*** EXERCISE INPUTS
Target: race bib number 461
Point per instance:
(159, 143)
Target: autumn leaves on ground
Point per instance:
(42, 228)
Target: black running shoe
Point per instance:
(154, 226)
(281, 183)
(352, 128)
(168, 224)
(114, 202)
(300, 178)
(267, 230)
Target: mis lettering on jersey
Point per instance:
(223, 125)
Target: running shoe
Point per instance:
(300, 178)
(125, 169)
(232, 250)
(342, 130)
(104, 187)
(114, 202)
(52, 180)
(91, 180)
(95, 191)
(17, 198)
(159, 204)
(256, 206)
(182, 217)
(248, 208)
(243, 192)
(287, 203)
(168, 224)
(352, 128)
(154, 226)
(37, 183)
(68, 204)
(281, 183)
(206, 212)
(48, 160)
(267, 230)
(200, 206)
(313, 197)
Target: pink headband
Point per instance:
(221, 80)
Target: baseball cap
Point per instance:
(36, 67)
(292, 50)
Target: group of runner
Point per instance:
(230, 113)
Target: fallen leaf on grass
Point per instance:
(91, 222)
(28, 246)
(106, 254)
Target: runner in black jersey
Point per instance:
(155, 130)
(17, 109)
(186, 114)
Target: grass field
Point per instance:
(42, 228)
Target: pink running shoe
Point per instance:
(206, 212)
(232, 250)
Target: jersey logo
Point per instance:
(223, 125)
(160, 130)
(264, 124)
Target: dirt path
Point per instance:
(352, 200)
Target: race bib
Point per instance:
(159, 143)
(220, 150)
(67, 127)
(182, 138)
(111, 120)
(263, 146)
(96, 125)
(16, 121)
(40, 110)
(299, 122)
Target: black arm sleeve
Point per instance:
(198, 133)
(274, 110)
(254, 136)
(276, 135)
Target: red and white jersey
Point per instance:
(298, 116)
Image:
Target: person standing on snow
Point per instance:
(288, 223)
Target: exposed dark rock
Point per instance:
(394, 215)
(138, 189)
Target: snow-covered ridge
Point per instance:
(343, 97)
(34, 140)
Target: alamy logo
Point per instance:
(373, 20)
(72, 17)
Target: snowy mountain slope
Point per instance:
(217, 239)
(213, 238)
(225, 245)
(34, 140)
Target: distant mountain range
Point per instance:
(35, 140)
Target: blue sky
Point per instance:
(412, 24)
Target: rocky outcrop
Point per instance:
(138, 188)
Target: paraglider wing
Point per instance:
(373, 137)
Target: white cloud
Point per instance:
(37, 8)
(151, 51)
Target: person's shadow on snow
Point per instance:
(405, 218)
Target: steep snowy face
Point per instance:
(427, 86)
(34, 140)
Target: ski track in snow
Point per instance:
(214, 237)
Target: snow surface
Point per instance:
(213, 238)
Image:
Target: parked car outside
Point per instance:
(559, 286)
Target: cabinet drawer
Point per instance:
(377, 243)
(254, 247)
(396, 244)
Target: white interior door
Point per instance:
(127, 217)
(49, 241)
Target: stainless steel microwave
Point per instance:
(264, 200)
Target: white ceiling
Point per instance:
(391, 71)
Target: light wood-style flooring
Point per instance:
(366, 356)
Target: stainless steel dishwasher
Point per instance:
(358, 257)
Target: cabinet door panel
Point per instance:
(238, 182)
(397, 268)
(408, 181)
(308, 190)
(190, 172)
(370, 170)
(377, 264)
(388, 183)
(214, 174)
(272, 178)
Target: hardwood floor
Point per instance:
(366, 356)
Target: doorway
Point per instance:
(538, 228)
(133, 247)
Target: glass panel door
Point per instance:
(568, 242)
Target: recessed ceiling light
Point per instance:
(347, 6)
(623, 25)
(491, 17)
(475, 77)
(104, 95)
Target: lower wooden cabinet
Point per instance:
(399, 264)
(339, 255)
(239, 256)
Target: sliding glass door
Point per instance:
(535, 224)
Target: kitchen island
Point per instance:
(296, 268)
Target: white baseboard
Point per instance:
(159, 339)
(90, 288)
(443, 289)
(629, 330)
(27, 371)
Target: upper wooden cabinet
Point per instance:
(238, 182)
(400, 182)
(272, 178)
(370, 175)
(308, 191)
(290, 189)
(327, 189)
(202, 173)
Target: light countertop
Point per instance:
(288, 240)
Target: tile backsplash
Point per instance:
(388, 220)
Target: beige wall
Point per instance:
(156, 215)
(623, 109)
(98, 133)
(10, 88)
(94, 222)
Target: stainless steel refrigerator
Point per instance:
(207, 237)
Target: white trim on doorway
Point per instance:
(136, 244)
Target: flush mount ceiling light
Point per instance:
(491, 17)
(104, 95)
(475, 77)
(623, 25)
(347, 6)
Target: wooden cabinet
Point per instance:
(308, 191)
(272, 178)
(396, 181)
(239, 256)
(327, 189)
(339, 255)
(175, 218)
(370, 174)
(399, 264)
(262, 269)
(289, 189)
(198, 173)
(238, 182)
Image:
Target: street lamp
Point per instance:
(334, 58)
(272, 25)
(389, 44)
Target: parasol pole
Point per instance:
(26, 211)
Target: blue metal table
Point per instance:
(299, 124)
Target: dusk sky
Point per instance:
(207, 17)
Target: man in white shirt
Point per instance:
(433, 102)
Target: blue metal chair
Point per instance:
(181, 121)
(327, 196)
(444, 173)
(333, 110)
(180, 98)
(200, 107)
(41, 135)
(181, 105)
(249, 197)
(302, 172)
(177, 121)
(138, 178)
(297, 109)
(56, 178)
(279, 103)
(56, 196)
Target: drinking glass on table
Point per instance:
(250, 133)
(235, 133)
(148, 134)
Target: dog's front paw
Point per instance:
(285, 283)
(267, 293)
******
▸ ASSIGNMENT: Could you restate, word for word, the lines above from the one with "Target: white ceiling" to the one with "Target: upper wooden cabinet", both included?

▸ EXPECTED ANSWER:
Target: white ceiling
Point per instance:
(391, 71)
Target: light wood-style flooring
Point per instance:
(366, 356)
Target: stainless steel dishwasher
Point per instance:
(358, 257)
Target: cabinet door panel
Point per instance:
(238, 182)
(397, 268)
(408, 181)
(308, 190)
(190, 172)
(370, 170)
(377, 264)
(388, 183)
(214, 174)
(272, 178)
Target: hardwood floor
Point per instance:
(366, 356)
Target: doorway
Point per instance:
(538, 228)
(133, 247)
Target: glass panel door
Point per instance:
(568, 242)
Target: recessed ceiling light
Point per instance:
(347, 6)
(623, 25)
(491, 17)
(475, 77)
(104, 95)
Target: lower wooden cabinet
Point per instance:
(399, 264)
(339, 255)
(239, 256)
Target: sliding glass door
Point per instance:
(535, 224)
Target: kitchen island
Point per instance:
(296, 268)
Target: white baseboard
Point per instance:
(159, 339)
(90, 288)
(443, 289)
(629, 330)
(27, 371)
Target: upper wooden cabinet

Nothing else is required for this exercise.